-- START --

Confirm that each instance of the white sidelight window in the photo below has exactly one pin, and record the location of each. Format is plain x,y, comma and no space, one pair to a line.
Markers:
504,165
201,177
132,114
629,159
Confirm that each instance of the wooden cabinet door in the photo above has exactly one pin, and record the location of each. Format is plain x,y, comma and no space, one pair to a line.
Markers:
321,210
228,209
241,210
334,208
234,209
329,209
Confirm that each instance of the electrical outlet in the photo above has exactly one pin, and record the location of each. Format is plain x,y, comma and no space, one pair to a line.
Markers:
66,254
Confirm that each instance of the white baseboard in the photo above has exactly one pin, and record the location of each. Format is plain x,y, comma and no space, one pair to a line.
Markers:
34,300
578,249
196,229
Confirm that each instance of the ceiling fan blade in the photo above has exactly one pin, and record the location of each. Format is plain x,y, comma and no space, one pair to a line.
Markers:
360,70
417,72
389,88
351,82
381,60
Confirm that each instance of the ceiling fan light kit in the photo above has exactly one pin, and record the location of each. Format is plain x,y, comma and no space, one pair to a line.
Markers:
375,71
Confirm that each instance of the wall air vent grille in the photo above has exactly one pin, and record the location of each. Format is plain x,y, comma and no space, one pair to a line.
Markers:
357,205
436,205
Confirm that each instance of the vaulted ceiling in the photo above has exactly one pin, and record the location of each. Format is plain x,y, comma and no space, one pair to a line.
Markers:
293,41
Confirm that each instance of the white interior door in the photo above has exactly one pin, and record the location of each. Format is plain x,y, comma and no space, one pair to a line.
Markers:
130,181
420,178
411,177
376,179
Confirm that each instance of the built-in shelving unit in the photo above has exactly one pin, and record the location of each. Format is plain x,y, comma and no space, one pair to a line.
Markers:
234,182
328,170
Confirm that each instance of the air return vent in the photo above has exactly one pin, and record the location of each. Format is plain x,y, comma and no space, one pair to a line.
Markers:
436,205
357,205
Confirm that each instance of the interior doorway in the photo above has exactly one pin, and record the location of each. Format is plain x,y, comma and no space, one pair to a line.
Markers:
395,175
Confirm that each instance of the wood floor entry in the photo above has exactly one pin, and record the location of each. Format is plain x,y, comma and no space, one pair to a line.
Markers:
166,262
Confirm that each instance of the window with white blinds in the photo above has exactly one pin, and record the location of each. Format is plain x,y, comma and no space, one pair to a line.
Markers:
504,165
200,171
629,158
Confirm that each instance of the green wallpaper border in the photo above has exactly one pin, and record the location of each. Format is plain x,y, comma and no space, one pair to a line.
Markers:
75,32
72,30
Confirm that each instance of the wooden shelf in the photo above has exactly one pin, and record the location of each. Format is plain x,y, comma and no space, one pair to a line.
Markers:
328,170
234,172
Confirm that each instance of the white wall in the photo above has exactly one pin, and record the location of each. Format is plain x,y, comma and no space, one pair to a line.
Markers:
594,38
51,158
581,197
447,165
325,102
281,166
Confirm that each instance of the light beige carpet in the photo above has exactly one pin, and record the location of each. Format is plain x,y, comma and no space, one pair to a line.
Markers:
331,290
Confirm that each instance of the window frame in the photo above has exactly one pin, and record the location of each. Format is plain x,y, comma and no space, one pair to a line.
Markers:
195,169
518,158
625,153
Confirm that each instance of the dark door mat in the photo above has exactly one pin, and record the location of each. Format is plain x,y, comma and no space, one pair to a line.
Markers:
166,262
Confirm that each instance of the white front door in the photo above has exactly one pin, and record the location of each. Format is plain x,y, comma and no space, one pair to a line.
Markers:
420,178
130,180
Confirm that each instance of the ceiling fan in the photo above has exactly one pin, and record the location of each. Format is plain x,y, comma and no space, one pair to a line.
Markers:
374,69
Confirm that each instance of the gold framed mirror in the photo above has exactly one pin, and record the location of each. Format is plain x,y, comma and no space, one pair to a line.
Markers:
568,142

-- END --
-- START --

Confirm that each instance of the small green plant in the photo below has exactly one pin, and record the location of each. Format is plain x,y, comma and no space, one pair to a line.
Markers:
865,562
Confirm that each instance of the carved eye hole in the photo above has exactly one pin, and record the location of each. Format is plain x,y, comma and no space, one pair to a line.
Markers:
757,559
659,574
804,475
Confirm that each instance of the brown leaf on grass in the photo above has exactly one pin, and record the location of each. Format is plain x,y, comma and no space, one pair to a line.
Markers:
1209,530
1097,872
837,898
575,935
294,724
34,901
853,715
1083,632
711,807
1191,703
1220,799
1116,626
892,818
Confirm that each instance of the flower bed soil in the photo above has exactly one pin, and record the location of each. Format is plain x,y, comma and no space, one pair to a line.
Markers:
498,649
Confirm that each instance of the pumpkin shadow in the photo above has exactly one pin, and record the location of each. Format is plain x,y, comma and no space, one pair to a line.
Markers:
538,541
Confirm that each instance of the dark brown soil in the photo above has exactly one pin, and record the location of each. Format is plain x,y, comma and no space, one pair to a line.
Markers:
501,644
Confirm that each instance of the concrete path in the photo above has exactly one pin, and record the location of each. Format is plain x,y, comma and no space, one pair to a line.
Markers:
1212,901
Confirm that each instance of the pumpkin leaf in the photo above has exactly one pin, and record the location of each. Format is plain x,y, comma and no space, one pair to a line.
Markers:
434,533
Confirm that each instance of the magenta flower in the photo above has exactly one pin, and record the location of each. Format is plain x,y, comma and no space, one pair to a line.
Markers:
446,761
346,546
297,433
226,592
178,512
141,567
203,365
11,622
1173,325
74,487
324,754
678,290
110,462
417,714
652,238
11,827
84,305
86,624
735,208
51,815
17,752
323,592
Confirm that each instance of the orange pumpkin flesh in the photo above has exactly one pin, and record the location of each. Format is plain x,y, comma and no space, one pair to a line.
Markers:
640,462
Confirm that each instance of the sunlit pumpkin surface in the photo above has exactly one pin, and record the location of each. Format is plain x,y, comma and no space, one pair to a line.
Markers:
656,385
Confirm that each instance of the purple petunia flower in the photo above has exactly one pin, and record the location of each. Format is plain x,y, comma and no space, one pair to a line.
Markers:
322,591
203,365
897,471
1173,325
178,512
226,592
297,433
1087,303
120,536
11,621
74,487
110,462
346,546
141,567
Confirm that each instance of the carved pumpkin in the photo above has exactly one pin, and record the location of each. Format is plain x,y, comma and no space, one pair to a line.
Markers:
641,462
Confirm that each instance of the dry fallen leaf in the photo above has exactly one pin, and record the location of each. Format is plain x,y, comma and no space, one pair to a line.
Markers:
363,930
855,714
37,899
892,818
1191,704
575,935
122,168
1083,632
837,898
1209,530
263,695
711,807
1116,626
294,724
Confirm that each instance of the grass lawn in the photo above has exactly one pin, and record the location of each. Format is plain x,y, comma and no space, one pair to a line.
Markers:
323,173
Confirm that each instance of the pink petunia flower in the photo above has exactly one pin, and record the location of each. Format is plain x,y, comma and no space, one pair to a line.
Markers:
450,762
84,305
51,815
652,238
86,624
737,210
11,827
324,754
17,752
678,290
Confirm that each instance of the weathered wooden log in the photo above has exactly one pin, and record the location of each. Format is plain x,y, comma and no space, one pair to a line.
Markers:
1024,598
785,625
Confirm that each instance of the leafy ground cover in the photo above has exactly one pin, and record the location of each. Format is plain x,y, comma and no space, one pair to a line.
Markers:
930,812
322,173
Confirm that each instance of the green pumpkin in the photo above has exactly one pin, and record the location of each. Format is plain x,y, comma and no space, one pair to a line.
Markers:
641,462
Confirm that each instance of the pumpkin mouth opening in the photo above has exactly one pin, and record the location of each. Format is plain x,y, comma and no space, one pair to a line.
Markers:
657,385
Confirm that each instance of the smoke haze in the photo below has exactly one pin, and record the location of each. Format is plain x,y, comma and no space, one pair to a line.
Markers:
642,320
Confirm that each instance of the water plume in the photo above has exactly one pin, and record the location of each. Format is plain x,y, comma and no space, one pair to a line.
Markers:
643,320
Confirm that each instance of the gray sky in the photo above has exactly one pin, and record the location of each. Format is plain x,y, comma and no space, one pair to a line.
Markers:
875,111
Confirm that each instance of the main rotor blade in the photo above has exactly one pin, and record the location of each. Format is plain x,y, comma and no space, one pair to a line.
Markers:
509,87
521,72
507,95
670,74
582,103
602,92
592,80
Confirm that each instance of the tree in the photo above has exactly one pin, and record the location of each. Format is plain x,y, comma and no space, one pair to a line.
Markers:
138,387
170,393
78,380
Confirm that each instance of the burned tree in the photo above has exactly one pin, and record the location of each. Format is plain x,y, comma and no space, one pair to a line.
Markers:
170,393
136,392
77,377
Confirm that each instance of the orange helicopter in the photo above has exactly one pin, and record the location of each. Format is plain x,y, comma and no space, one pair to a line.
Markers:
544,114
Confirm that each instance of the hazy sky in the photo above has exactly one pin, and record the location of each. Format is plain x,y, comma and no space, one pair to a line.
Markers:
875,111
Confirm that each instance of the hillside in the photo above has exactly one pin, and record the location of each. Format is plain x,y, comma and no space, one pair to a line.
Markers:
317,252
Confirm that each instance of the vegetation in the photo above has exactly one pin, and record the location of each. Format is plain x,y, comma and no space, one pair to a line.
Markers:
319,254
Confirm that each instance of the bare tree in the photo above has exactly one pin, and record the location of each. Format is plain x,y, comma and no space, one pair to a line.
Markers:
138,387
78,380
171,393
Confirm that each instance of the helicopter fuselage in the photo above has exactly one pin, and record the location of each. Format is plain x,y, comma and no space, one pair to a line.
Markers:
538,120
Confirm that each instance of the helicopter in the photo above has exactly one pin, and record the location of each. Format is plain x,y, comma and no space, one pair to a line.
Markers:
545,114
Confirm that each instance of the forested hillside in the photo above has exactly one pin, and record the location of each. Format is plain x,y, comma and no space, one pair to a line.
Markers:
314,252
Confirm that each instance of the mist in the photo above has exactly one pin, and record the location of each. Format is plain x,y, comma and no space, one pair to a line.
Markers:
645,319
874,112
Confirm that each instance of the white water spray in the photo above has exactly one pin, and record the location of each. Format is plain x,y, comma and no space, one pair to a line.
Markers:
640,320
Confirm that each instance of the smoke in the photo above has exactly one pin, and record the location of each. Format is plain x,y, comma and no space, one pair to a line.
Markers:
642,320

-- END --
-- START --

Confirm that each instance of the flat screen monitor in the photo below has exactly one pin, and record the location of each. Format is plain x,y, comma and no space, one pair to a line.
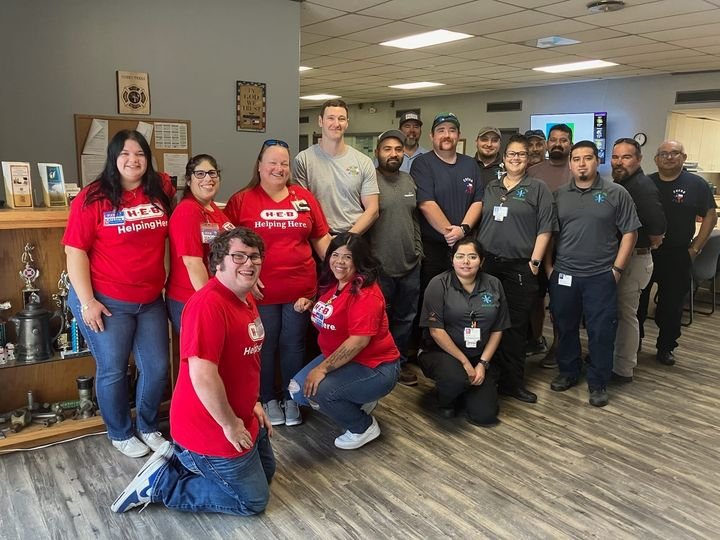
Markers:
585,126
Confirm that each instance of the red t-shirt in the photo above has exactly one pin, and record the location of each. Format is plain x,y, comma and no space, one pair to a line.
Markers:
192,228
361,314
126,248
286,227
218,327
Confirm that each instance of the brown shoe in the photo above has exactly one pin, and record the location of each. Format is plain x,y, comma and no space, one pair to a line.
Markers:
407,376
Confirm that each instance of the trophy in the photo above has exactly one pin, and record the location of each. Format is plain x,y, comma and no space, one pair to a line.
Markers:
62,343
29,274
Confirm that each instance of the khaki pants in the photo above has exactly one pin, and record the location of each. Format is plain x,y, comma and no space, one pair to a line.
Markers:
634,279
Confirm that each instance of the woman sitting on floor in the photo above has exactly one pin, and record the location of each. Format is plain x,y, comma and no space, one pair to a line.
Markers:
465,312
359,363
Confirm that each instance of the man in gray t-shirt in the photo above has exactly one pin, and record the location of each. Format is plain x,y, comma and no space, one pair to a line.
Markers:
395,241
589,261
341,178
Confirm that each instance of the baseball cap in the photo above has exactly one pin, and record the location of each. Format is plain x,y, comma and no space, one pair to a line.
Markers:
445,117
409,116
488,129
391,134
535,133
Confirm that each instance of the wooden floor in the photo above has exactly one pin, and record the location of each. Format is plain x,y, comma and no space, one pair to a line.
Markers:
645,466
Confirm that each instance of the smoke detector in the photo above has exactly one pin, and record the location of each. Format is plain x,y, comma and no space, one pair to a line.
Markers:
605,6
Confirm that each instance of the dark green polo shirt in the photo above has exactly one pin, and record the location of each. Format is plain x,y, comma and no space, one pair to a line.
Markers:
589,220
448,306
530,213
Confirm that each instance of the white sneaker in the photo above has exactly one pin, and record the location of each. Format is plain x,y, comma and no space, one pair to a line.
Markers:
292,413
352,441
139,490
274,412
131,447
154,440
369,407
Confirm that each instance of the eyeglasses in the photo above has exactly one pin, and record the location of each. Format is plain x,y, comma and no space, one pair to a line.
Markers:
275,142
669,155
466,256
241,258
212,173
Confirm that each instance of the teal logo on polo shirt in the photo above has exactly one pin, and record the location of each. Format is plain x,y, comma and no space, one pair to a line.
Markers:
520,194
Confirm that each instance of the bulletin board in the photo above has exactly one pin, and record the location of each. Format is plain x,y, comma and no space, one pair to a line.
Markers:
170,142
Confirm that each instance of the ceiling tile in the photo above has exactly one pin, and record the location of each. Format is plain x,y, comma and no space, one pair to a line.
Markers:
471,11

-- END --

Exercise requirements: Locate each line in the material above that contains the word "below", and copy those lines out in full.

Exercise output:
Confirm that each instance of the white sidelight window in the photo below has exactly one pin, and record the location of each. Format is plain x,y, comma and no space, one pair to a line.
Confirm that each instance of the small green plant in the photo below has exactly one pin, and record the location of each. Format is plain x,y, comma and no space, one pair to a line.
Confirm that each instance of the smoke haze in the photo below has exactly one pin, and record the location of each. Format is plain x,y, comma and no space, one pair to a line.
Confirm that each instance of the flat screen monitor in the photo below has exactly one pin, and record the location of each. Format is plain x,y, comma and no space, one pair to a line.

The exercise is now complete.